== Segment start ==
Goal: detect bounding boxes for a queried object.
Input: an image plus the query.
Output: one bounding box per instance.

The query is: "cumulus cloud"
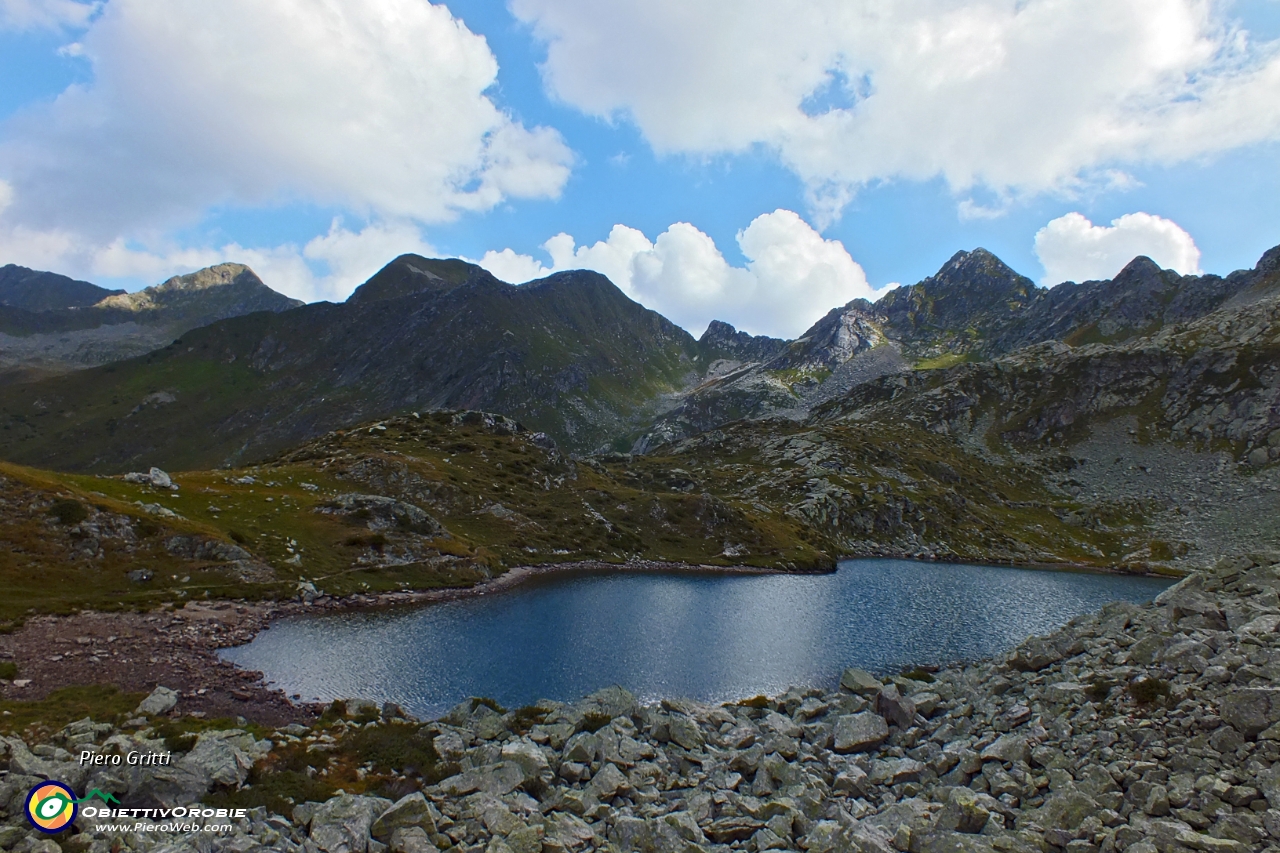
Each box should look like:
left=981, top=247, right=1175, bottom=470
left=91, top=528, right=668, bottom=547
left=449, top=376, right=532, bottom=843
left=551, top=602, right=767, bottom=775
left=0, top=0, right=96, bottom=31
left=1033, top=212, right=1203, bottom=284
left=0, top=218, right=431, bottom=303
left=478, top=209, right=876, bottom=338
left=511, top=0, right=1280, bottom=221
left=0, top=0, right=573, bottom=239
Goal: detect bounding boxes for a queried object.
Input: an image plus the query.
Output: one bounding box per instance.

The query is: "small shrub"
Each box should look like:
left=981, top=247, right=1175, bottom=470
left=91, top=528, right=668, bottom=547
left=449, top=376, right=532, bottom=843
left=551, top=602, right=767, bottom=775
left=0, top=661, right=17, bottom=680
left=135, top=518, right=162, bottom=538
left=1149, top=540, right=1175, bottom=561
left=509, top=705, right=548, bottom=734
left=1128, top=677, right=1169, bottom=706
left=229, top=530, right=249, bottom=545
left=901, top=666, right=936, bottom=683
left=733, top=695, right=771, bottom=710
left=321, top=699, right=348, bottom=721
left=338, top=723, right=450, bottom=782
left=343, top=532, right=386, bottom=551
left=471, top=697, right=506, bottom=715
left=48, top=499, right=88, bottom=525
left=1085, top=678, right=1114, bottom=703
left=580, top=712, right=614, bottom=733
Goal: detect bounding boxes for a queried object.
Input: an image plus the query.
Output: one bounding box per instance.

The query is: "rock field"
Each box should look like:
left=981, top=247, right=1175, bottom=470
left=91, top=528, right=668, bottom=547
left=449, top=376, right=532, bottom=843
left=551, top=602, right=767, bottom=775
left=6, top=554, right=1280, bottom=852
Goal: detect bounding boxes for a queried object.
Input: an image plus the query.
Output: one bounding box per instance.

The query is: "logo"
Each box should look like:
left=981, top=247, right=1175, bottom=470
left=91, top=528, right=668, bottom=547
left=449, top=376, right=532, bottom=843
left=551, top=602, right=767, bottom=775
left=24, top=783, right=120, bottom=834
left=25, top=781, right=78, bottom=834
== Segment end ==
* _Directions_: Copy out every entry exactly as written, but not the pictures.

* _Expected output_:
Goal: detect bounding boxes for a queried object.
Input: an image plus the query.
Output: one bounding box per instance.

The query is: "cumulus cloud"
Each box should look like:
left=981, top=247, right=1175, bottom=470
left=91, top=528, right=668, bottom=547
left=449, top=376, right=532, bottom=843
left=551, top=602, right=767, bottom=775
left=0, top=0, right=96, bottom=31
left=1033, top=212, right=1203, bottom=284
left=0, top=218, right=431, bottom=303
left=478, top=209, right=876, bottom=338
left=511, top=0, right=1280, bottom=221
left=0, top=0, right=573, bottom=239
Goal: detect bounding boxes for a queried object.
Input: an image plus the query.
Output: one bounding box per instance.

The query is: "small shrub"
Each box should look like:
left=981, top=247, right=1175, bottom=470
left=91, top=528, right=668, bottom=547
left=449, top=376, right=532, bottom=843
left=551, top=602, right=767, bottom=775
left=0, top=661, right=17, bottom=680
left=135, top=518, right=162, bottom=538
left=1149, top=540, right=1175, bottom=561
left=509, top=705, right=548, bottom=734
left=1128, top=677, right=1169, bottom=706
left=229, top=530, right=249, bottom=545
left=901, top=666, right=936, bottom=683
left=733, top=695, right=771, bottom=710
left=321, top=699, right=348, bottom=721
left=338, top=723, right=450, bottom=782
left=343, top=532, right=386, bottom=551
left=471, top=697, right=506, bottom=715
left=48, top=499, right=88, bottom=525
left=1085, top=678, right=1114, bottom=703
left=580, top=712, right=614, bottom=733
Goal: detect bounding boxes for a queried object.
Input: an image plus the query.
Output: one bounding box per instance.

The query is: "rock field"
Each box should look like:
left=981, top=247, right=1175, bottom=470
left=91, top=528, right=668, bottom=547
left=449, top=376, right=532, bottom=843
left=551, top=602, right=767, bottom=775
left=6, top=554, right=1280, bottom=852
Goal: detect bounding boxes for a queried object.
Input: an image plus the query.
Output: one bounding box per instance.

The query is: "logo"
Each box should look like:
left=981, top=247, right=1175, bottom=470
left=91, top=528, right=668, bottom=547
left=449, top=376, right=532, bottom=843
left=551, top=602, right=767, bottom=775
left=24, top=783, right=120, bottom=834
left=25, top=781, right=78, bottom=834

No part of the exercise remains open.